* WHAT TO WORK ON
[1] Return the passage of the article on the Davis Projects for Peace award that runs from "Razan Osman (College" down to "the $10,000 prize.", copied word for word.
[2] Locate every line of the records that contains the string "space" and copy each such line, treating uppercase and lowercase as distinct.

* SOURCE DOCUMENT
——

Razan Osman and Selam Asihel

U.Va. Student Duo Receives Davis Projects for Peace Prize

Razan Osman (College ’11) and Selam Asihel (College ’11)

Two University of Virginia students have been awarded a 2010 Davis Projects for Peace award for their program to bring together Muslim and Coptic Christian orphans in Egypt.

Razan Osman, 20, of Herndon, a third-year foreign affairs and African-American studies double major, and Selam Asihel, 21, of Fairfax, a foreign affairs and economics major, will share the $10,000 prize.

Their project, which they call the Sakina Peace Program, is designed to empower young Muslim and Coptic Christian female orphans in Egypt through a micro-lending program to develop a fabric and ornament making business selling to Egypt’s eco-tourist market. The program will also involve weekly educational seminars, presented with the collaboration of various international organizations and nongovernmental organizations such as Pathfinders, Coptic Orphans, The World Bank, USAID, HANDS and the U.S. State Department in Cairo.

——

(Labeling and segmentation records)
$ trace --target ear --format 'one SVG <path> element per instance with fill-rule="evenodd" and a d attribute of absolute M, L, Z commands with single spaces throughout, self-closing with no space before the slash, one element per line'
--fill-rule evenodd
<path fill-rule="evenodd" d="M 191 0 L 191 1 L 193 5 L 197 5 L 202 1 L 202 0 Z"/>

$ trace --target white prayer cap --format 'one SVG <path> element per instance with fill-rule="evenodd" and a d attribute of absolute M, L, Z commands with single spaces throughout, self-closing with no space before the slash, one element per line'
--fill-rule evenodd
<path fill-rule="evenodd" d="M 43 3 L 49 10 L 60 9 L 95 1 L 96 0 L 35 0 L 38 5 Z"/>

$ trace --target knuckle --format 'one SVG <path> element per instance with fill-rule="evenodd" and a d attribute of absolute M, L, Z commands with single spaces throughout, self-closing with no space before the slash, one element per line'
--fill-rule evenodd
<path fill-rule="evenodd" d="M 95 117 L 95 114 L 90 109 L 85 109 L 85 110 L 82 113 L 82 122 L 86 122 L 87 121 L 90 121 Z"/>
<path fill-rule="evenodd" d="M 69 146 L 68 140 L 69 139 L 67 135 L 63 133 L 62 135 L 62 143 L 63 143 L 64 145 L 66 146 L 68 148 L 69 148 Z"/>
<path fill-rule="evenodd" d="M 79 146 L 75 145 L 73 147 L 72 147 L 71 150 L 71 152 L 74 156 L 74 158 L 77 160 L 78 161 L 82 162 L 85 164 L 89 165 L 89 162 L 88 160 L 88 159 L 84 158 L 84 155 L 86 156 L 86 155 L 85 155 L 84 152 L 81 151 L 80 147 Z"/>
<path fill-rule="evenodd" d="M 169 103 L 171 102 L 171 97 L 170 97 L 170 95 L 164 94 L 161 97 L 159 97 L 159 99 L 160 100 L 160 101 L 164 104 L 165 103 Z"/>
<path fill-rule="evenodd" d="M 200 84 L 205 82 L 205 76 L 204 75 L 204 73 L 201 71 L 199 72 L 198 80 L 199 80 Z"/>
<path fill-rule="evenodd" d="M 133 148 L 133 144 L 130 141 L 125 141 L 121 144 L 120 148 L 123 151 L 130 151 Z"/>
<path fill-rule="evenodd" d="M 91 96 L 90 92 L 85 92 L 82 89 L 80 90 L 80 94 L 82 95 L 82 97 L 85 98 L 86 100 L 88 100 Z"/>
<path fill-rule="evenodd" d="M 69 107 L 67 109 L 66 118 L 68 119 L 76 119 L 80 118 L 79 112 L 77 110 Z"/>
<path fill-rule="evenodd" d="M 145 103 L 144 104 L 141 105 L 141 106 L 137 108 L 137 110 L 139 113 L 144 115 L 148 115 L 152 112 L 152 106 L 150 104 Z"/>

——

* COMPLETE ANSWERS
[1]
Razan Osman (College ’11) and Selam Asihel (College ’11)

Two University of Virginia students have been awarded a 2010 Davis Projects for Peace award for their program to bring together Muslim and Coptic Christian orphans in Egypt.

Razan Osman, 20, of Herndon, a third-year foreign affairs and African-American studies double major, and Selam Asihel, 21, of Fairfax, a foreign affairs and economics major, will share the $10,000 prize.

[2]
$ trace --target ear --format 'one SVG <path> element per instance with fill-rule="evenodd" and a d attribute of absolute M, L, Z commands with single spaces throughout, self-closing with no space before the slash, one element per line'
$ trace --target white prayer cap --format 'one SVG <path> element per instance with fill-rule="evenodd" and a d attribute of absolute M, L, Z commands with single spaces throughout, self-closing with no space before the slash, one element per line'
$ trace --target knuckle --format 'one SVG <path> element per instance with fill-rule="evenodd" and a d attribute of absolute M, L, Z commands with single spaces throughout, self-closing with no space before the slash, one element per line'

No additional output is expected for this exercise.